Directive: Count the lines in the listing below that contain the string "silver", treating uppercase and lowercase letters as different. Give only the number.

(Collected data entries)
>> start

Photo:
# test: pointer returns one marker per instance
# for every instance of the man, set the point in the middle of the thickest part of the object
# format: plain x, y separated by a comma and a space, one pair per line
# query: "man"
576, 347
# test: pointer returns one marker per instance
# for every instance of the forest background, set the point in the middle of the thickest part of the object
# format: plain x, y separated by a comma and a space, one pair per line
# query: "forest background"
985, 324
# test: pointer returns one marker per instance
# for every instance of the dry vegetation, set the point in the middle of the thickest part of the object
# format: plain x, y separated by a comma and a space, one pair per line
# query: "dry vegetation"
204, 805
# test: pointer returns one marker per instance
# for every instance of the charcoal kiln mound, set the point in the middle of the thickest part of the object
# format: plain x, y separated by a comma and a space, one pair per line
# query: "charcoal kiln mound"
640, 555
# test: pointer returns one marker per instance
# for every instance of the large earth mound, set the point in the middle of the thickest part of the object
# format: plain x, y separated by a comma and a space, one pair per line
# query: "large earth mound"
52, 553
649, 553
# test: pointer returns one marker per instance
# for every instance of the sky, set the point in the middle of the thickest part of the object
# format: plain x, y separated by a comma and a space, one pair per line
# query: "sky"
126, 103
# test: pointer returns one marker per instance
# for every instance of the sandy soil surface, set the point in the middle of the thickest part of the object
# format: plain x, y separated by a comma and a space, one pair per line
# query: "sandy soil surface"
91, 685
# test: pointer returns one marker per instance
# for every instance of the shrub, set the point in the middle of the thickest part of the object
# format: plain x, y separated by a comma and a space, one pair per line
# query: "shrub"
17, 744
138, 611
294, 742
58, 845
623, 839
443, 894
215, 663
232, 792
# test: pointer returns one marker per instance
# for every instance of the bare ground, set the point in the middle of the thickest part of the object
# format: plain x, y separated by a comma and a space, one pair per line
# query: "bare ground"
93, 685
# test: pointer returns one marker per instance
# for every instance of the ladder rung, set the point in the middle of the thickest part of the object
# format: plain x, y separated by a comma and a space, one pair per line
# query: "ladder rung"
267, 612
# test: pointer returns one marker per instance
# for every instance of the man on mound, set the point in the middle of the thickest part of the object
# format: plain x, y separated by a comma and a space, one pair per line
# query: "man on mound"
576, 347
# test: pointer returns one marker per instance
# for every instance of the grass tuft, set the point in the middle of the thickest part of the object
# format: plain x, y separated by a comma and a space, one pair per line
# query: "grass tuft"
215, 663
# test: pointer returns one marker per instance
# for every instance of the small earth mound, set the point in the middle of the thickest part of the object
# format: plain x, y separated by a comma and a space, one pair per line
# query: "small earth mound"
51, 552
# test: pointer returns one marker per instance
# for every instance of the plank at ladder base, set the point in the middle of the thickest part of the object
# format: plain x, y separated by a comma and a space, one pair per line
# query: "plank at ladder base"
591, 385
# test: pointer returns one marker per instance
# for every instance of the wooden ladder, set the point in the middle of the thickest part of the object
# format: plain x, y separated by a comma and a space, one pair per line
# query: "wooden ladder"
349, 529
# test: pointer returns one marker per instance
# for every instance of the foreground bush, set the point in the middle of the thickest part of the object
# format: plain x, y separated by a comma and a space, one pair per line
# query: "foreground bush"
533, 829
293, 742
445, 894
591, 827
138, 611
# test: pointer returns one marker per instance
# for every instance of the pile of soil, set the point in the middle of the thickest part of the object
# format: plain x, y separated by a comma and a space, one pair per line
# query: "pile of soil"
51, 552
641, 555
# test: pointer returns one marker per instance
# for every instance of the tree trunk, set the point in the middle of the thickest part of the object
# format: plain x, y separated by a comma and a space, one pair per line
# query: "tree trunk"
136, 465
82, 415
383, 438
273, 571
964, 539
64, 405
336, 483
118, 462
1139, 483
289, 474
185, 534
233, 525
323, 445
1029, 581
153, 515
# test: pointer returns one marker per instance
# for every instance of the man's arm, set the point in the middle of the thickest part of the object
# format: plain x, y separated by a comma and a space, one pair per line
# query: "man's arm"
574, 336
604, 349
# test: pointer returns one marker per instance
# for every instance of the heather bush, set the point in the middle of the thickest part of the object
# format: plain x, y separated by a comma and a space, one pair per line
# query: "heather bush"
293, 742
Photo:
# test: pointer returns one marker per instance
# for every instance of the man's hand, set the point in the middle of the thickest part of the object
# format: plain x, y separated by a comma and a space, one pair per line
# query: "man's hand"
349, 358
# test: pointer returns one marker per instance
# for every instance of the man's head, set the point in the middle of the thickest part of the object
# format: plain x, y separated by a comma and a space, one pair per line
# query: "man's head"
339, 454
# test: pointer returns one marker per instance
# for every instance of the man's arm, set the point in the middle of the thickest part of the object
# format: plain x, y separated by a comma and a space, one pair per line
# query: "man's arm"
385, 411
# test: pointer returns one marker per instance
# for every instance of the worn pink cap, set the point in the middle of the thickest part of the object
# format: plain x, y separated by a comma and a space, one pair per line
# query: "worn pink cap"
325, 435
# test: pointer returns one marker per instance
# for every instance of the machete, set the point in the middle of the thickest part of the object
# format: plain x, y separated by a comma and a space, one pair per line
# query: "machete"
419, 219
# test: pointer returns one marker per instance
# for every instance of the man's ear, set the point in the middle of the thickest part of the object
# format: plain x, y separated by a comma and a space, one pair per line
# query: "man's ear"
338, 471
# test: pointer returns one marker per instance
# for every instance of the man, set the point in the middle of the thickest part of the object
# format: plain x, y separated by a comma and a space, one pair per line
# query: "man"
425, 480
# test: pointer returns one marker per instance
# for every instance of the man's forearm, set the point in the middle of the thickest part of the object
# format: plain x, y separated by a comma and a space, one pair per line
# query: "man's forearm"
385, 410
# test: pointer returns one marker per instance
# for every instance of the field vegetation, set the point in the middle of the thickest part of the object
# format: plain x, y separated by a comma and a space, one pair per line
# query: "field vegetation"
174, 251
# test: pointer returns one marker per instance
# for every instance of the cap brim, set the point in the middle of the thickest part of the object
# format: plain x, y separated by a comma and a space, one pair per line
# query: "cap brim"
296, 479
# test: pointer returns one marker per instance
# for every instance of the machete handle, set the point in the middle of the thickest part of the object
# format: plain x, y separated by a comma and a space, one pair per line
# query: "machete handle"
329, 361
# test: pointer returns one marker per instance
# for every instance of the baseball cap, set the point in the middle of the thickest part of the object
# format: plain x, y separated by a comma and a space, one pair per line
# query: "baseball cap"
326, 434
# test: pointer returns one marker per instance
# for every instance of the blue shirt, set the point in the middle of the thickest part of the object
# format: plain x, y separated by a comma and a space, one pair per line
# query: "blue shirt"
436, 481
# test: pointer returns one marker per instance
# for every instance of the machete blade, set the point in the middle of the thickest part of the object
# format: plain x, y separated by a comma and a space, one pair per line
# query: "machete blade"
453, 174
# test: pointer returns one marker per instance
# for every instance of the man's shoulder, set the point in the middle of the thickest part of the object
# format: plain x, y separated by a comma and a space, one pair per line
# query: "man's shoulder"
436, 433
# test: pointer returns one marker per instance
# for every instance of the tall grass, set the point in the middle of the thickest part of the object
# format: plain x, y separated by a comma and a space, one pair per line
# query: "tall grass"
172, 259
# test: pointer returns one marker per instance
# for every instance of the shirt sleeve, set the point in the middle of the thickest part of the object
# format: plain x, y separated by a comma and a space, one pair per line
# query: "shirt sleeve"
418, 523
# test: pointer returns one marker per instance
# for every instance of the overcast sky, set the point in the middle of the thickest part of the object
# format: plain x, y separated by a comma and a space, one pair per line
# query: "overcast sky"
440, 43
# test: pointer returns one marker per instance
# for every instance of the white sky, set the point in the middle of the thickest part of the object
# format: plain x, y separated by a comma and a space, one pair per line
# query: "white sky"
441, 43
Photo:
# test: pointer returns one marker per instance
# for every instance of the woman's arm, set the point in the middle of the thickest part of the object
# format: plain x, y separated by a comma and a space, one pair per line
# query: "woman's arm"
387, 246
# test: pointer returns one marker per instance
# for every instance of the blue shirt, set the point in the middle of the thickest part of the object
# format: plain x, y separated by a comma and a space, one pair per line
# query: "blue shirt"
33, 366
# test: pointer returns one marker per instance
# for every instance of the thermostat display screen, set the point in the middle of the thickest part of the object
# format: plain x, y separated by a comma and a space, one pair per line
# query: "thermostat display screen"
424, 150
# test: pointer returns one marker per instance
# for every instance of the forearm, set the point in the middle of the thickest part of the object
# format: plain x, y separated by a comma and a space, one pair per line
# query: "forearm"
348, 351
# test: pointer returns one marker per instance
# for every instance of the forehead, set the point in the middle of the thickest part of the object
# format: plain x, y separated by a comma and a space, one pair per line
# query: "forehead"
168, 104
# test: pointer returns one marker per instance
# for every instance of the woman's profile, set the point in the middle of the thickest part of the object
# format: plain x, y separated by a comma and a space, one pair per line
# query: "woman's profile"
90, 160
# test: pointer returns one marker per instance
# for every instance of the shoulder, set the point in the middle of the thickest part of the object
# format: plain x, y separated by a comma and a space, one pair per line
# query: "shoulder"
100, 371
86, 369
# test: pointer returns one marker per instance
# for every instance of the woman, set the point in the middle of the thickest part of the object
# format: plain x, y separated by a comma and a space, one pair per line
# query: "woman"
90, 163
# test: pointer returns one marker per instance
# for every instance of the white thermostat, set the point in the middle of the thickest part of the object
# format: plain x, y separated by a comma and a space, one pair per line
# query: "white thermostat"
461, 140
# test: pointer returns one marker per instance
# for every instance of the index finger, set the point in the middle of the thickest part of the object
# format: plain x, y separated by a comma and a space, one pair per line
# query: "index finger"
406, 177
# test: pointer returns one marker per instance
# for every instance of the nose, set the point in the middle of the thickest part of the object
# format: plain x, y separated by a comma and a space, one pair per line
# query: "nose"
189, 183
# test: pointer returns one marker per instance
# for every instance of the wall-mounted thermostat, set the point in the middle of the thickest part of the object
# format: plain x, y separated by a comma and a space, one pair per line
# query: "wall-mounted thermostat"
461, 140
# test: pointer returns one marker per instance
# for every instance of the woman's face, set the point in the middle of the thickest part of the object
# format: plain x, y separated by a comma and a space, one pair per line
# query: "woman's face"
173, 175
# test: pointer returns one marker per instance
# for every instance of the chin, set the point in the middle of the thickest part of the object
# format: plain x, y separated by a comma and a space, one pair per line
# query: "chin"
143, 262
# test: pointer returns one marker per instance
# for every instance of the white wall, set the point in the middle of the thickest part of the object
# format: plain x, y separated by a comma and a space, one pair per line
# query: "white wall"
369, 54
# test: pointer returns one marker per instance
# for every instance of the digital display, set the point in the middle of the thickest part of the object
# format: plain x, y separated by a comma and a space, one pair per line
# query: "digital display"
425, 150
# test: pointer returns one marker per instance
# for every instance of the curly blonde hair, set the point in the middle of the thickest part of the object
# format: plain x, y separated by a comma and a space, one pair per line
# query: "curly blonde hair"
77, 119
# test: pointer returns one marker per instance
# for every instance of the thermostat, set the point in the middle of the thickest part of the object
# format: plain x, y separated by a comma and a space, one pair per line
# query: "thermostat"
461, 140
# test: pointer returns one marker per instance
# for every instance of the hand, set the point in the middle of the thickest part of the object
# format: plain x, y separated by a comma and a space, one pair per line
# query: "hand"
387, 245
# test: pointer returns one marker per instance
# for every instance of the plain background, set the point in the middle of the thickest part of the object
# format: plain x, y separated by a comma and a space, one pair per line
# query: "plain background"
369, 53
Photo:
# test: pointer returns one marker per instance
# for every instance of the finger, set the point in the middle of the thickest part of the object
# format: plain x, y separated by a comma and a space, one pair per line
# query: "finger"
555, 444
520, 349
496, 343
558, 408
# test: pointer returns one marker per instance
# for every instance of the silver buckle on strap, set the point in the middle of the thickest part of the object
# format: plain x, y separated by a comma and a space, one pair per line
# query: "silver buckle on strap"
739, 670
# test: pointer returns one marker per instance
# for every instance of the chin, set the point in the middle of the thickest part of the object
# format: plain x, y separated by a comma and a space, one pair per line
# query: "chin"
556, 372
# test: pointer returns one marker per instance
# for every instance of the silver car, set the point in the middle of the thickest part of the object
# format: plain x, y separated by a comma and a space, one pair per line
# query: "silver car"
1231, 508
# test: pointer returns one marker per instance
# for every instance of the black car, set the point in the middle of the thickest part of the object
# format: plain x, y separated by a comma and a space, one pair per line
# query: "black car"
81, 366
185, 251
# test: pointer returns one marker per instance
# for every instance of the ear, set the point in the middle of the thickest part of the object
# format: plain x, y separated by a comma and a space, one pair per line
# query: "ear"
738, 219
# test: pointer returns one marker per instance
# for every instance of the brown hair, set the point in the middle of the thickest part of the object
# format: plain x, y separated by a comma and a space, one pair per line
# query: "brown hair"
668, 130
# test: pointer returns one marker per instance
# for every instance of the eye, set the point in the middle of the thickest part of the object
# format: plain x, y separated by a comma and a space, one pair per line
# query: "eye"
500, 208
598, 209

>> end

Correct result: 4